Set problem
In the material below, lay out the lines from the one containing "As a warehouse robot's perception module, locate white" through the one containing "6, 144, 52, 161", both included, as a Markdown table with the columns Row and Line. Number each line in Row and leave out blank lines.

Stored records
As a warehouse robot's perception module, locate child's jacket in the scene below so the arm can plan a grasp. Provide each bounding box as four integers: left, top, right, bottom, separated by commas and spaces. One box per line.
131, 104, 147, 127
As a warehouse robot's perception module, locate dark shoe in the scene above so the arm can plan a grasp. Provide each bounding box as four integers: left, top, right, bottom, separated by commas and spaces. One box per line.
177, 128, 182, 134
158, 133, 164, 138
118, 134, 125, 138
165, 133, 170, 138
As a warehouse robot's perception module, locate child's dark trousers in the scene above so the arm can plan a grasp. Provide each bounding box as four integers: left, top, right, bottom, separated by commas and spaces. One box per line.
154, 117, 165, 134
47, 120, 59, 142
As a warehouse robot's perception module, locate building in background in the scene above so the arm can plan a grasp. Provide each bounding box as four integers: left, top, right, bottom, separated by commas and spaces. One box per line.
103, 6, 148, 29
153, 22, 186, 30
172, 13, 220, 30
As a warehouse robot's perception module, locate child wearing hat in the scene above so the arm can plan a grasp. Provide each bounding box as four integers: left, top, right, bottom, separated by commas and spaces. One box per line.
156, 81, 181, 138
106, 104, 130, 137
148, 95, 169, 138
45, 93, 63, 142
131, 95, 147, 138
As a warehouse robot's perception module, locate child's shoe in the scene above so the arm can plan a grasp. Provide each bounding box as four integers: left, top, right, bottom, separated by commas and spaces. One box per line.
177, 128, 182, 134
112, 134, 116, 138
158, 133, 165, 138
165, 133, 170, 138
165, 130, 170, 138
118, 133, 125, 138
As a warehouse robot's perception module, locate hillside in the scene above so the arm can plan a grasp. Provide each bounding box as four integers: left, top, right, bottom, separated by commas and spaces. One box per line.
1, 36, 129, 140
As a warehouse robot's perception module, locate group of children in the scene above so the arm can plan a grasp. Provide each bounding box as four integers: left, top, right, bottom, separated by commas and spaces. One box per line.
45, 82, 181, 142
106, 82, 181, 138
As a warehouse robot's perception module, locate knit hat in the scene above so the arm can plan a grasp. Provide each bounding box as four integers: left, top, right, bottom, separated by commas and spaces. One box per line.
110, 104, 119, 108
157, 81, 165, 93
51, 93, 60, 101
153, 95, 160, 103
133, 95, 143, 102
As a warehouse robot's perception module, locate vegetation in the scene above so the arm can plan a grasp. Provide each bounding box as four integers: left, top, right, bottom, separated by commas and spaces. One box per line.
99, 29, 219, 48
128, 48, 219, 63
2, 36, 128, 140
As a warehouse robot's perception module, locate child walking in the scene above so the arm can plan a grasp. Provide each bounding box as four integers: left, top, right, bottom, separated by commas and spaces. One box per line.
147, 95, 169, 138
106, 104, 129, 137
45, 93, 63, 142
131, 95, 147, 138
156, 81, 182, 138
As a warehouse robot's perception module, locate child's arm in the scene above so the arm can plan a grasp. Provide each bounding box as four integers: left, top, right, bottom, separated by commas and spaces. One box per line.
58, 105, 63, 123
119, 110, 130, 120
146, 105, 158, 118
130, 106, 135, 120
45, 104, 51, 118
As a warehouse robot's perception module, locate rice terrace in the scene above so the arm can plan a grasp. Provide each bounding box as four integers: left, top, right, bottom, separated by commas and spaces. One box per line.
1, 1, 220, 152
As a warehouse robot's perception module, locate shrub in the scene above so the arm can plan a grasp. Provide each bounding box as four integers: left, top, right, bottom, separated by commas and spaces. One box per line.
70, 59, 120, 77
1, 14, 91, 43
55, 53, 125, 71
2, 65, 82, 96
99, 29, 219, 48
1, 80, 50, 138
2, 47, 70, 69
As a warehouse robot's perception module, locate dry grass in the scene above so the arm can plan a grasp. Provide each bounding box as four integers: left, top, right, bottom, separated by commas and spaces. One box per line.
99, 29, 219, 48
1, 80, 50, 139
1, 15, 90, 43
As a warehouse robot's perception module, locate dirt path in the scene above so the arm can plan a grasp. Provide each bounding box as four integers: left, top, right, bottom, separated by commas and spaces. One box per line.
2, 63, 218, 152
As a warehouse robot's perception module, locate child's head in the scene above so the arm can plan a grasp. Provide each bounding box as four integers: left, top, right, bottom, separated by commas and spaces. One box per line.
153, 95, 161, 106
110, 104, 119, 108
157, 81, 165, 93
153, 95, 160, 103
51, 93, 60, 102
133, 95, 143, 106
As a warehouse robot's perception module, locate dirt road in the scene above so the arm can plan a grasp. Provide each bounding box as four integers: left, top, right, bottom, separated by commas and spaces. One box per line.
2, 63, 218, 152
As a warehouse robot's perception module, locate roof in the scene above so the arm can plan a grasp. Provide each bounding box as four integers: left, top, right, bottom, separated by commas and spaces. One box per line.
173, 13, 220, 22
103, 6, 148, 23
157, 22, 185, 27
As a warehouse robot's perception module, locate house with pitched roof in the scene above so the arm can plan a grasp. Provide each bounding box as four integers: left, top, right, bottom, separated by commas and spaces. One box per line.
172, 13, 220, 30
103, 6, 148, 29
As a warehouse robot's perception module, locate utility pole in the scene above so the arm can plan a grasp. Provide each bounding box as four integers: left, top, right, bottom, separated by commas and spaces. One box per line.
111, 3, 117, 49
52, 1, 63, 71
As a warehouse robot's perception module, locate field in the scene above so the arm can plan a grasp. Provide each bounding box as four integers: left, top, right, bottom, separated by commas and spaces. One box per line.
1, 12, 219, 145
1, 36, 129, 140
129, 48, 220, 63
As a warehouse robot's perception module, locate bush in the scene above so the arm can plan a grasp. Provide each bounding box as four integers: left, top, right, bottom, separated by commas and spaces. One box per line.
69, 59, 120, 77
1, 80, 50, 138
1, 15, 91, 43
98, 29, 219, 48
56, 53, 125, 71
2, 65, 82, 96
---
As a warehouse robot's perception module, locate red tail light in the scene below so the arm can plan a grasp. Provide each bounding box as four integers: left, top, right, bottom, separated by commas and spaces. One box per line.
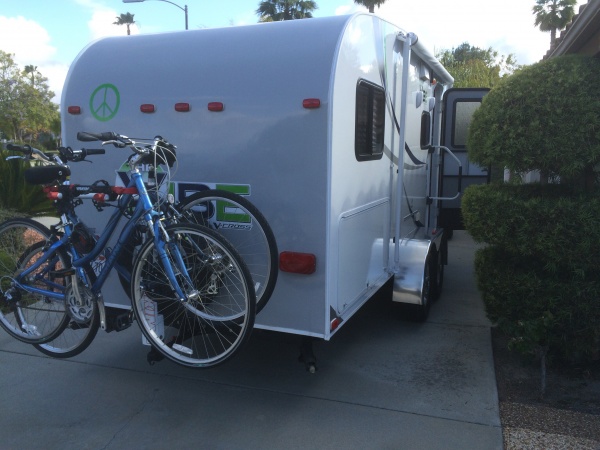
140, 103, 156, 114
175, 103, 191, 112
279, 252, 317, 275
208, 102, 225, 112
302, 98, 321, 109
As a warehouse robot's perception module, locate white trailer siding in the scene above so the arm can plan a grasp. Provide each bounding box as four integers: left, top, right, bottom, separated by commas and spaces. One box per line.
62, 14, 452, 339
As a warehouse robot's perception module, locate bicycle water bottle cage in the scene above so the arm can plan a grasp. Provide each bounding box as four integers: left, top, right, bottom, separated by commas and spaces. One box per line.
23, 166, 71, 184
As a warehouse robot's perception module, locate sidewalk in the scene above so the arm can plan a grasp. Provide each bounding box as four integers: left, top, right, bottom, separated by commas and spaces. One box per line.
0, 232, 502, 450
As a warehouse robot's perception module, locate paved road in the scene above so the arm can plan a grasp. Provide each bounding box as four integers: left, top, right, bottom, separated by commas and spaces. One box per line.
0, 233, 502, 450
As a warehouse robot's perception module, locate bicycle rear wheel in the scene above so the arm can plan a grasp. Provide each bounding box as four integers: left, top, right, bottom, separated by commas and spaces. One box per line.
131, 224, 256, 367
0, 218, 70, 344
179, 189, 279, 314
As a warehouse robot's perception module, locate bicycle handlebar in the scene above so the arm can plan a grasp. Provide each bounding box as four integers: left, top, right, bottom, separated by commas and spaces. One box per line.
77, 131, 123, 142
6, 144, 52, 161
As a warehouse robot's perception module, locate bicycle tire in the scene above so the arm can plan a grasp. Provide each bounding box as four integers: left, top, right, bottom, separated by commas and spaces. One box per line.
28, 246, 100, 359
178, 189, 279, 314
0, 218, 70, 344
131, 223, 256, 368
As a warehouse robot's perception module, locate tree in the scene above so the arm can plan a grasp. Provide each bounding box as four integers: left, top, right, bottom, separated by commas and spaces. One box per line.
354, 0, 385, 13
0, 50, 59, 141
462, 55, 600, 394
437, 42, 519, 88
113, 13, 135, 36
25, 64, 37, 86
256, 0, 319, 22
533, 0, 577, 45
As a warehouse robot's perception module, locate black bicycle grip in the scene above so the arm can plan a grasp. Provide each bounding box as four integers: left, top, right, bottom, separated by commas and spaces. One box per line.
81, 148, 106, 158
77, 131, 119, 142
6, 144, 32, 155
---
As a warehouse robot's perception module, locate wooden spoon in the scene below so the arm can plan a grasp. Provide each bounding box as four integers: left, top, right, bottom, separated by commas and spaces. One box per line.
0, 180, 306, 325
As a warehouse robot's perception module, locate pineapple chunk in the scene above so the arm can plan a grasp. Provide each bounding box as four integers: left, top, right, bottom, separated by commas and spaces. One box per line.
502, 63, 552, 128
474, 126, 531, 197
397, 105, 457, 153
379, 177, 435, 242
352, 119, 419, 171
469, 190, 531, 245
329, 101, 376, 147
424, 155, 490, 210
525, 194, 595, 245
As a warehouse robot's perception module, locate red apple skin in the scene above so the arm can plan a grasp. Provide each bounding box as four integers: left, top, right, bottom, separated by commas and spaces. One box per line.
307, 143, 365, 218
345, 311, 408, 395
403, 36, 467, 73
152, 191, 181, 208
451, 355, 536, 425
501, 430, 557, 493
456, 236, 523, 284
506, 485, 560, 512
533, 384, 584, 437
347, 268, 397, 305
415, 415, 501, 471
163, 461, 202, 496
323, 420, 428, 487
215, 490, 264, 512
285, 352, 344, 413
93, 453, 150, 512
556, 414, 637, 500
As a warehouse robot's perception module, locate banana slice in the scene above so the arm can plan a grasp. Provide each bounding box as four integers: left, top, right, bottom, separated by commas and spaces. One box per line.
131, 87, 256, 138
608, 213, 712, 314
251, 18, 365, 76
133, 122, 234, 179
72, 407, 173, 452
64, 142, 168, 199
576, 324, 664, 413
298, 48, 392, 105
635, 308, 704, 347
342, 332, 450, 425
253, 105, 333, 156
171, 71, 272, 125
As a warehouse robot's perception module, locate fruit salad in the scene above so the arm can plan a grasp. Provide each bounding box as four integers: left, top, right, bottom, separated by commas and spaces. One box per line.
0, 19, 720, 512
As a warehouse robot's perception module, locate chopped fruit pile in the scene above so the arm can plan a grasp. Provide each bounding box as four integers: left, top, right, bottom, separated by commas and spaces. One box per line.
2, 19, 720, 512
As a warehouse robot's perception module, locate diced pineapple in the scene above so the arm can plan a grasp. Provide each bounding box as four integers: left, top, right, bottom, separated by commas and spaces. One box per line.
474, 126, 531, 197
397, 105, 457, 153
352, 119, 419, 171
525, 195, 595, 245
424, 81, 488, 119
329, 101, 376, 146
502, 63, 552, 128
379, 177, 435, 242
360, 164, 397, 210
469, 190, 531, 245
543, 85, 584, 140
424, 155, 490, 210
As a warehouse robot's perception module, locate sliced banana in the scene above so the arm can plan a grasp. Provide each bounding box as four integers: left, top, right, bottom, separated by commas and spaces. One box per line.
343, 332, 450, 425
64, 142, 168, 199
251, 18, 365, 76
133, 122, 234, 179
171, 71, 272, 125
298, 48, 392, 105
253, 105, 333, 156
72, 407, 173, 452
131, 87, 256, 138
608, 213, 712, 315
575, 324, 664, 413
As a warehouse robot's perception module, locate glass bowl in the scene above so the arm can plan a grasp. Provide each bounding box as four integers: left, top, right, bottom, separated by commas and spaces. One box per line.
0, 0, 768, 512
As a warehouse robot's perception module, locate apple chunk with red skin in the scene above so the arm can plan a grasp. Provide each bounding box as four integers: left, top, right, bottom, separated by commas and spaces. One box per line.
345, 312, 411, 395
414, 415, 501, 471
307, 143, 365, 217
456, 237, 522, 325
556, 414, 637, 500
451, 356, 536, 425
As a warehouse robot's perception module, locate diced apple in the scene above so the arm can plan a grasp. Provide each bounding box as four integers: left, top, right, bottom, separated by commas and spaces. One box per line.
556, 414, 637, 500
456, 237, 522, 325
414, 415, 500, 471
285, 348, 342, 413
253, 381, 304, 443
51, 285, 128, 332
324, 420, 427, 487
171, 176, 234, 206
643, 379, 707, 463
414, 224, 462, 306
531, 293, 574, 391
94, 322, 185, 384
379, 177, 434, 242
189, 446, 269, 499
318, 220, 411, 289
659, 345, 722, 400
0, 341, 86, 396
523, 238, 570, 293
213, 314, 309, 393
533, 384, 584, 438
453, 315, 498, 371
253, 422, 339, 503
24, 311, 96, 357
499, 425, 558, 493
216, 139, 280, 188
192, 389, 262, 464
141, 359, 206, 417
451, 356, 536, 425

Answer
| Row | Line |
|---|---|
| 1 | As a warehouse robot's perception module, locate white trailer siding in the scene above so the arm can plan a grasp. Provide each bounding box as four integers: left, top, right, bottom, separated by commas and spaces. One box per line. |
| 2 | 62, 14, 452, 339 |
| 3 | As a warehouse robot's perception module, locate bicycle water bottle cage in the scene above so the arm can plan a grasp. Provide each bounding box as four integers: left, top, right, bottom, separated by commas and spaces. One box per line. |
| 4 | 23, 166, 71, 184 |
| 5 | As a warehouse robot's perception module, locate sidewalk in the scene above so the arm can plan a grasp. Provide each bounding box as four integers: left, top, right, bottom, separated by commas and spaces. One box per line. |
| 6 | 0, 232, 502, 450 |
| 7 | As a warehouse robot's perception module, locate paved road in the scene above so the arm can plan a grasp. Provide each bounding box as four integers: left, top, right, bottom, separated by commas and spaces. One box per line. |
| 8 | 0, 233, 502, 450 |
| 9 | As a warehouse robot's perception module, locate bicycle rear wheel in the scene above so the arm can plan a grasp. Provide each bounding box as four integers: left, top, right, bottom, separated by commas and spaces. One box per line. |
| 10 | 131, 224, 256, 367 |
| 11 | 0, 218, 70, 344 |
| 12 | 179, 189, 279, 314 |
| 13 | As a warehouse robot's perception module, locate bicycle handlebar in the scene above so the arm can plan a grasp. Provide each bounding box as four integers: left, top, right, bottom, separated by commas and spaces. One box per line. |
| 14 | 77, 131, 123, 142 |
| 15 | 6, 144, 52, 161 |